## start Input material

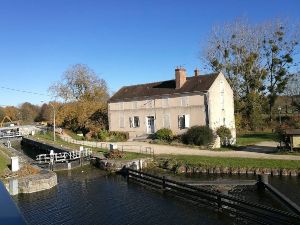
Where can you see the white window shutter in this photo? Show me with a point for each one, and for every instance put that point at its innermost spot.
(187, 120)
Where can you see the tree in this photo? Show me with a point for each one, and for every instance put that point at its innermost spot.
(29, 112)
(278, 48)
(293, 90)
(234, 49)
(80, 82)
(85, 95)
(256, 59)
(45, 113)
(12, 112)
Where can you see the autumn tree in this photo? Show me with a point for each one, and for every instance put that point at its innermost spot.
(256, 59)
(13, 113)
(45, 113)
(279, 44)
(293, 90)
(84, 94)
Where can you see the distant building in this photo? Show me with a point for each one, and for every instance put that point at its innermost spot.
(175, 104)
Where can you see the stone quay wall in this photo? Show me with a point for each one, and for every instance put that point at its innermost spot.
(44, 180)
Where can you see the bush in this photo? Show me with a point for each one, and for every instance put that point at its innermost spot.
(105, 135)
(225, 134)
(118, 136)
(198, 135)
(164, 134)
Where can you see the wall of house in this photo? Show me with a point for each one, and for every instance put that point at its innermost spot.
(172, 107)
(221, 105)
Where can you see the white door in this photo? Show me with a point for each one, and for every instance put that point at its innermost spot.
(150, 124)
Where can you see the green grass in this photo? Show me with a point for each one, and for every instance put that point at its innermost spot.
(48, 138)
(73, 135)
(254, 137)
(234, 162)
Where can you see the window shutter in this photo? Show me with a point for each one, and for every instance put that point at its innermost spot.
(138, 122)
(187, 120)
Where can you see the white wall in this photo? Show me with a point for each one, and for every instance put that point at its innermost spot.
(217, 113)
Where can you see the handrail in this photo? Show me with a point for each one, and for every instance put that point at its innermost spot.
(213, 197)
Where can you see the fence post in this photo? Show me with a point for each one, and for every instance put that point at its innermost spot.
(219, 202)
(164, 183)
(127, 175)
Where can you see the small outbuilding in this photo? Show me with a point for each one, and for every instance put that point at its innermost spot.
(294, 137)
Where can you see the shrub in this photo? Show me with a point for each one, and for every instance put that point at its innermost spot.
(103, 135)
(164, 134)
(198, 135)
(224, 134)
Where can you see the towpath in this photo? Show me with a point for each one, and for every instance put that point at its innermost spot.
(182, 150)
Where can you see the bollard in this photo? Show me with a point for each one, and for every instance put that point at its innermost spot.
(13, 186)
(164, 183)
(15, 163)
(262, 179)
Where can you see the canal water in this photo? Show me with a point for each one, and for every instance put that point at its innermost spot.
(88, 195)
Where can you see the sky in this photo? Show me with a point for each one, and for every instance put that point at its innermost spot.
(125, 42)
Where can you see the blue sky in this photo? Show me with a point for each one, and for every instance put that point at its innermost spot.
(125, 41)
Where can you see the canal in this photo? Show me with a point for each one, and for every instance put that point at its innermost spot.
(90, 196)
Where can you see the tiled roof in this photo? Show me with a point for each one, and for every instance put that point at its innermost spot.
(192, 84)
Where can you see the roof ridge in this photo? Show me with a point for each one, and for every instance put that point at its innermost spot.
(144, 84)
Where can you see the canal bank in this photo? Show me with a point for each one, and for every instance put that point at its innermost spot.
(26, 177)
(91, 177)
(92, 196)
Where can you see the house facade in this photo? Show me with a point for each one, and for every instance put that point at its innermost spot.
(175, 104)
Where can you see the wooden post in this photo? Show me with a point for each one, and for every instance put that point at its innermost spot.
(127, 175)
(163, 182)
(219, 202)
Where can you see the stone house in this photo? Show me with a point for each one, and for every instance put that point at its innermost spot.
(175, 104)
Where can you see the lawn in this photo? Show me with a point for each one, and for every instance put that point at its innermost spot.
(234, 162)
(48, 138)
(74, 135)
(254, 137)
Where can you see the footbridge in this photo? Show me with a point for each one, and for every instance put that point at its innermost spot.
(63, 156)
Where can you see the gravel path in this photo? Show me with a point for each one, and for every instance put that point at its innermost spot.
(178, 150)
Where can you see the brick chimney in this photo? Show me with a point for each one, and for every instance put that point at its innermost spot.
(180, 76)
(197, 72)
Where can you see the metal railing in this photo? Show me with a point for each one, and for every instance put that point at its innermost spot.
(10, 134)
(105, 145)
(63, 156)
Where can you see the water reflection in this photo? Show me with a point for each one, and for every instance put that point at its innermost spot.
(90, 196)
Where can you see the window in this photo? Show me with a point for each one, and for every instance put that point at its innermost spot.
(122, 121)
(166, 121)
(221, 86)
(134, 105)
(222, 101)
(183, 121)
(165, 102)
(134, 121)
(184, 101)
(121, 105)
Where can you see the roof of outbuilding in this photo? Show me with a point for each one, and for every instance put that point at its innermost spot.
(192, 84)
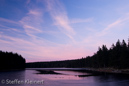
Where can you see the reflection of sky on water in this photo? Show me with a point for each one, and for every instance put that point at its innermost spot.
(67, 78)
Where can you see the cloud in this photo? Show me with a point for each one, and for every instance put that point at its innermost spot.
(59, 15)
(32, 22)
(3, 20)
(81, 20)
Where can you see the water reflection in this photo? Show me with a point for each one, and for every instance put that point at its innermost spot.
(8, 76)
(66, 78)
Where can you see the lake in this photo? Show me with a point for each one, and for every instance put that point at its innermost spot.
(60, 77)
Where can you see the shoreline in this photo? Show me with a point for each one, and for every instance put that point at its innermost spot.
(109, 70)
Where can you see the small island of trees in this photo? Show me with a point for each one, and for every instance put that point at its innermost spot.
(11, 61)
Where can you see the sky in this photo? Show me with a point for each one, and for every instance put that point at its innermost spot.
(53, 30)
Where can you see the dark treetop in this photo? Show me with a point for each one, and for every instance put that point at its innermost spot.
(10, 61)
(115, 57)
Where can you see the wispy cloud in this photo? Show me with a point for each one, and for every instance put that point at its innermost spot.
(81, 20)
(59, 15)
(3, 20)
(32, 22)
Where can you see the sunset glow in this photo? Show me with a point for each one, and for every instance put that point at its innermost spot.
(49, 30)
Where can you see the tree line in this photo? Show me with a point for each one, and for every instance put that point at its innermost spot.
(10, 60)
(117, 56)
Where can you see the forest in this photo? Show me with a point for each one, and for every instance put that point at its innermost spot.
(10, 61)
(117, 56)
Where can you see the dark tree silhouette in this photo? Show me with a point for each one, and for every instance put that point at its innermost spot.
(9, 60)
(115, 57)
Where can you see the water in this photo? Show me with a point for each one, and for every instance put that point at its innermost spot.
(64, 78)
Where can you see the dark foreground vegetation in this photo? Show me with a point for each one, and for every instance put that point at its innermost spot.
(11, 61)
(115, 57)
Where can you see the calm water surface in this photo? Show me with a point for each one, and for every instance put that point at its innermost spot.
(65, 78)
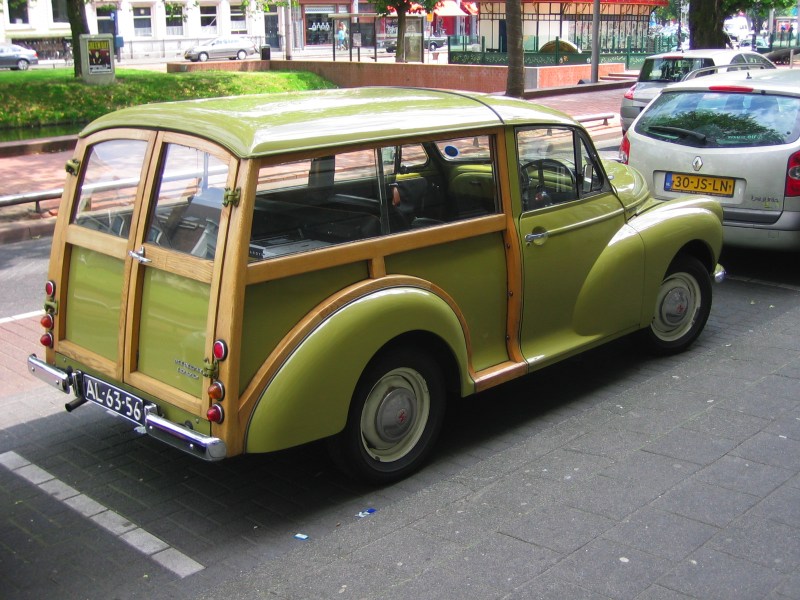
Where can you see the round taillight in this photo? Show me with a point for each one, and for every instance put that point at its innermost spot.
(215, 413)
(47, 321)
(216, 391)
(220, 350)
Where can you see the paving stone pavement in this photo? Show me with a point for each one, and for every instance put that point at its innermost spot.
(611, 475)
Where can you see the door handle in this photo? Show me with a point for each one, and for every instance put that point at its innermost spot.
(537, 237)
(139, 255)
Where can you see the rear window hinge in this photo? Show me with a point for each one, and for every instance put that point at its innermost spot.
(210, 368)
(231, 196)
(72, 166)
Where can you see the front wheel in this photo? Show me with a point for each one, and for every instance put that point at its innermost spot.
(395, 417)
(682, 307)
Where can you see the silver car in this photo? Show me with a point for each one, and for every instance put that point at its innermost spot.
(17, 58)
(660, 70)
(734, 136)
(221, 47)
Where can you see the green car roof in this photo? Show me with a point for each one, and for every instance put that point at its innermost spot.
(260, 125)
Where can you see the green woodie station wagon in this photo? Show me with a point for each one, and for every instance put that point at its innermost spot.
(248, 274)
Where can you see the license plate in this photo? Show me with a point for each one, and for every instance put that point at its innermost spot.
(114, 399)
(699, 184)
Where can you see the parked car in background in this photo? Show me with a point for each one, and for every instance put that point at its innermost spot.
(660, 70)
(244, 275)
(17, 58)
(222, 47)
(735, 136)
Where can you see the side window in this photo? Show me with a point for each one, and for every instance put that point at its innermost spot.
(188, 202)
(547, 169)
(106, 196)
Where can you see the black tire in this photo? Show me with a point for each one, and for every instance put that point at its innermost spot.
(682, 307)
(395, 416)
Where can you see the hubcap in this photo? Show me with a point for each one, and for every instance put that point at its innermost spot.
(395, 414)
(677, 307)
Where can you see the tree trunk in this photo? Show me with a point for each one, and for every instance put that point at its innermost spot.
(706, 19)
(76, 14)
(515, 83)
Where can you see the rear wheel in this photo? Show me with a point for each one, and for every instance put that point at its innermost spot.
(395, 417)
(682, 307)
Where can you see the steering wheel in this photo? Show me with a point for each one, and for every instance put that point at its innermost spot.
(539, 196)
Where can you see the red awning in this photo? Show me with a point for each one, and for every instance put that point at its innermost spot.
(448, 8)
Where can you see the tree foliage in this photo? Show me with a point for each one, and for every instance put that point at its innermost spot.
(402, 8)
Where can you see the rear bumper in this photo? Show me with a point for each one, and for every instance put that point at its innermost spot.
(199, 445)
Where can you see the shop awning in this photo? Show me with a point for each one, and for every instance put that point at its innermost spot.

## end Input material

The exercise ::
Beginning with the line that contains "Where can you see the green woodie", repeat every line through the end of the records and nothing more.

Exercise result ::
Where can you see the green woodie station wagon in this photo? Show me with a point for each one, and for every instance put that point at its innermost spot.
(248, 274)
Where can you see the license plate in this photo? Show me with a point for each one, and for every instance put that point at its innermost spot.
(114, 399)
(699, 184)
Where can you see the parked car in background in this photo? Show me with a point for each one, and for every instance put that point at its innermost spot.
(660, 70)
(244, 275)
(17, 58)
(222, 47)
(735, 136)
Where can you see the side window in this photo? Show me with a point for each one, and for every instance put that point at its innermost spot.
(188, 202)
(547, 169)
(106, 196)
Where can you see the black tire in this photo? Show me with a point for each one, and for every instance put that point at its innermost spot.
(682, 307)
(395, 416)
Where can you see the hubcap in this photo? Show me with a point for each one, and for every instance put that point at its innermost spot.
(395, 414)
(677, 307)
Where can you see the tree trunk in this photo? Show me with a point for each one, and for every instance put that point at its innermost spot.
(706, 19)
(76, 14)
(515, 83)
Where can you see the rear wheel in this photo? Show me with a point for each one, and for every instance put that point at its innermost spot.
(395, 417)
(682, 307)
Where can you see the steering wheel in this photo? Show me with a point for each one, and for every instance put that point at its innermost spot.
(539, 196)
Where can you see the red awning in this photo? Show me with a point for each one, and for every instance put that point at its innermost spot.
(448, 8)
Where can you see the tree foliage in this photo? Show me with a point for each one, and for every instance put that point at its innermost spot.
(402, 8)
Where can you see the rear bumper in this photo? Show me with a point for each one, and for every instance put that point at its innermost spot.
(199, 445)
Where can you see the shop awning in this photo? Show me with a point for each one, and for every instance put that point at its innermost spot.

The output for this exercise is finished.